### Excerpted text
####################

SUMMARY OF THE INVENTION
The present invention has been made in consideration of the above
conventional problems and has its object to provide a speech
synthesis method and a speech synthesizer which can maintain the
number of frames constant with respect to a change in the
production speed of synthetic speech, thereby preventing
degradation in the tone quality at high speeds and suppressing a
drop of the processing speed and an increase in the required
capacity of a memory at low speeds.
It is another object of the present invention to provide a speech
synthesis method and a speech synthesizer which can change speech
speeds to be produced in units of frames and thereby can operate in
accordance with a change in the speech production speed even during
one mora period.
It is still another object of the present invention to provide a
speech synthesis method and a speech synthesizer in which the pitch
scale is so set that the level of an accent of synthesized speech
linearly changes during a predetermined period (e.g., one mora
period).
It is still another object of the present invention to provide a
speech synthesis method and a speech synthesizer in which the pitch
scale is so set that the pitch of a tone of synthesized speech
linearly changes during a predetermined period (e.g., one molar
period).

####################

### Task 1
In the speech synthesis summary, what does the first object keep constant when the production speed of synthetic speech changes?
The speech synthesis summary and the entries are separate material.

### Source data
####################

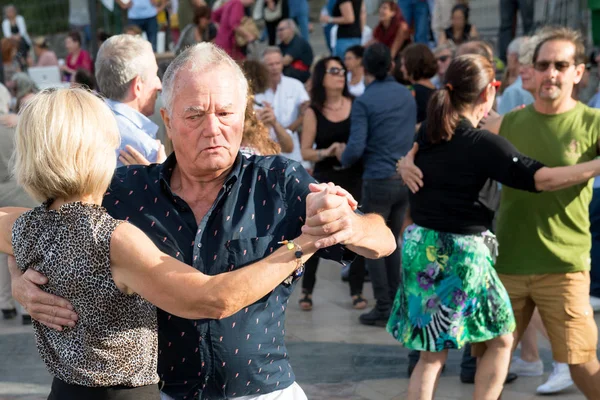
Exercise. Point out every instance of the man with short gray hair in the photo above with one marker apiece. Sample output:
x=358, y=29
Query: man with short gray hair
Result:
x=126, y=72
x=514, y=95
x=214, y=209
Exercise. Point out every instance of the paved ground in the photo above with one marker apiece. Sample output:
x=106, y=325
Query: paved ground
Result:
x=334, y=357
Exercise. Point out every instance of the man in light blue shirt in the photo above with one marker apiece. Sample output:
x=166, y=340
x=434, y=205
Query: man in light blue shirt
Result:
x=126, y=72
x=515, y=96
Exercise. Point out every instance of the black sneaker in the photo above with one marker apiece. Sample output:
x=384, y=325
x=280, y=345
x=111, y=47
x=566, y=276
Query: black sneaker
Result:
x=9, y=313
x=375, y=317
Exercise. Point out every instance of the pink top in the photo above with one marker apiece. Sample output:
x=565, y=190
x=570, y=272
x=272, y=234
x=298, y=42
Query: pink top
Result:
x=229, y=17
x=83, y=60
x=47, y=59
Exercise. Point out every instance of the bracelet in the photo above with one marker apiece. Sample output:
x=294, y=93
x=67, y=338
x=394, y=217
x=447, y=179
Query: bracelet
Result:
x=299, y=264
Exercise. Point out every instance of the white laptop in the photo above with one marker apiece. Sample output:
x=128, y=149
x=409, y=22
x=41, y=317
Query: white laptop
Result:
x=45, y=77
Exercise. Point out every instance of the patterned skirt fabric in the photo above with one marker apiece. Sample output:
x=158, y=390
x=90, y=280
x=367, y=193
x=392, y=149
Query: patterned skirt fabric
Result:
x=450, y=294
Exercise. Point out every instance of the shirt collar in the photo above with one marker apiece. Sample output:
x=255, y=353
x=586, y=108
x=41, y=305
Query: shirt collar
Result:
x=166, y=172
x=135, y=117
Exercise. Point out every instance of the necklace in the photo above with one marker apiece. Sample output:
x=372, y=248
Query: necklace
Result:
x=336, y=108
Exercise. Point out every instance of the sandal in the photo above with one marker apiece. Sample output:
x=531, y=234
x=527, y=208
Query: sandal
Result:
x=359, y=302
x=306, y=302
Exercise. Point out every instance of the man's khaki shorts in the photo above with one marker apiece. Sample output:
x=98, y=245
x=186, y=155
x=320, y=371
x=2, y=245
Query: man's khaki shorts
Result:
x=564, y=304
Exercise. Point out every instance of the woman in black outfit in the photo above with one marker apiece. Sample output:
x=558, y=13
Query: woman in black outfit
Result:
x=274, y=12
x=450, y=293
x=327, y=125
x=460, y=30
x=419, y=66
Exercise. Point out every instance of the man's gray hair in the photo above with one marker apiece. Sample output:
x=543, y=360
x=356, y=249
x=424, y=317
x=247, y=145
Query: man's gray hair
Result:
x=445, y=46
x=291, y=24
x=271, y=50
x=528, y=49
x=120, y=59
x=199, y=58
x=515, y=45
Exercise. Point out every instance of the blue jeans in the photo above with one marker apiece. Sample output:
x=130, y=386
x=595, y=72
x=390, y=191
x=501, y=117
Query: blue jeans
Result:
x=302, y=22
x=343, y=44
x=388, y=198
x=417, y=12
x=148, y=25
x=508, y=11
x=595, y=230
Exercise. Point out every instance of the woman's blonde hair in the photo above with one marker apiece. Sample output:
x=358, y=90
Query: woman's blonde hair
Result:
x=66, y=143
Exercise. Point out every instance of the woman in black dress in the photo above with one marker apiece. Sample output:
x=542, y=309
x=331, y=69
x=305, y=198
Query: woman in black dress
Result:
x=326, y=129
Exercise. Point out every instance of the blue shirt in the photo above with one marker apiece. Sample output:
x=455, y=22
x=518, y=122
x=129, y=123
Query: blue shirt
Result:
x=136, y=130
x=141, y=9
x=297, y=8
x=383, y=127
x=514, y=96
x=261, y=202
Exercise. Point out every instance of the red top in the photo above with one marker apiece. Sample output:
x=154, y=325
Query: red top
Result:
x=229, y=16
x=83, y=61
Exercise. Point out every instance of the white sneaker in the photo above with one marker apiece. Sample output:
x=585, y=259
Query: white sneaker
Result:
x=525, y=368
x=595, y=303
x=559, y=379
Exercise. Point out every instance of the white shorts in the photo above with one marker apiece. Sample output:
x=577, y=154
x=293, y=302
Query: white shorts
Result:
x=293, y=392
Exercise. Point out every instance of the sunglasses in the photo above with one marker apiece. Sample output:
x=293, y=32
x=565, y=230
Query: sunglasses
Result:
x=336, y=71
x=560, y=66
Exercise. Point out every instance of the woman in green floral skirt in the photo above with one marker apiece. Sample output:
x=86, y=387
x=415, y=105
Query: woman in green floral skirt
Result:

####################

### Task 2
Edit the entries from their first line up to and including the line with "x=336, y=108", changing "Sample output" to "Example output" everywhere and keeping everything else the same. Leave the pictures out of your answer.

### Correct result 1
The number of frames.

### Correct result 2
Exercise. Point out every instance of the man with short gray hair in the photo above with one marker apiece. Example output:
x=358, y=29
Query: man with short gray hair
Result:
x=126, y=72
x=514, y=95
x=214, y=209
Exercise. Point out every instance of the paved ground in the photo above with one marker apiece. Example output:
x=106, y=325
Query: paved ground
Result:
x=334, y=357
Exercise. Point out every instance of the man in light blue shirt in the photo above with one marker apiece. Example output:
x=166, y=340
x=434, y=205
Query: man in light blue shirt
Result:
x=126, y=72
x=515, y=96
Exercise. Point out every instance of the black sneaker in the photo above with one marker apiece. Example output:
x=384, y=325
x=280, y=345
x=111, y=47
x=566, y=276
Query: black sneaker
Result:
x=9, y=313
x=375, y=317
Exercise. Point out every instance of the pink top in the photo above with one marker apiece. Example output:
x=565, y=190
x=570, y=272
x=272, y=234
x=298, y=42
Query: pink top
Result:
x=229, y=17
x=83, y=60
x=47, y=59
Exercise. Point out every instance of the bracelet in the photo above with one marker apiece. Example output:
x=294, y=93
x=67, y=338
x=394, y=217
x=447, y=179
Query: bracelet
Result:
x=299, y=264
Exercise. Point out every instance of the white laptop in the photo above with one marker apiece. Example output:
x=128, y=149
x=409, y=22
x=41, y=317
Query: white laptop
Result:
x=45, y=77
Exercise. Point out every instance of the patterned skirt fabric in the photo above with one marker apiece. Example output:
x=158, y=390
x=90, y=280
x=367, y=193
x=392, y=149
Query: patterned skirt fabric
Result:
x=450, y=294
Exercise. Point out every instance of the shirt collar in the photo above with one marker apiece. Example output:
x=255, y=353
x=586, y=108
x=41, y=305
Query: shirt collar
Result:
x=166, y=172
x=135, y=117
Exercise. Point out every instance of the necklace in the photo above with one marker apiece. Example output:
x=372, y=248
Query: necklace
Result:
x=336, y=108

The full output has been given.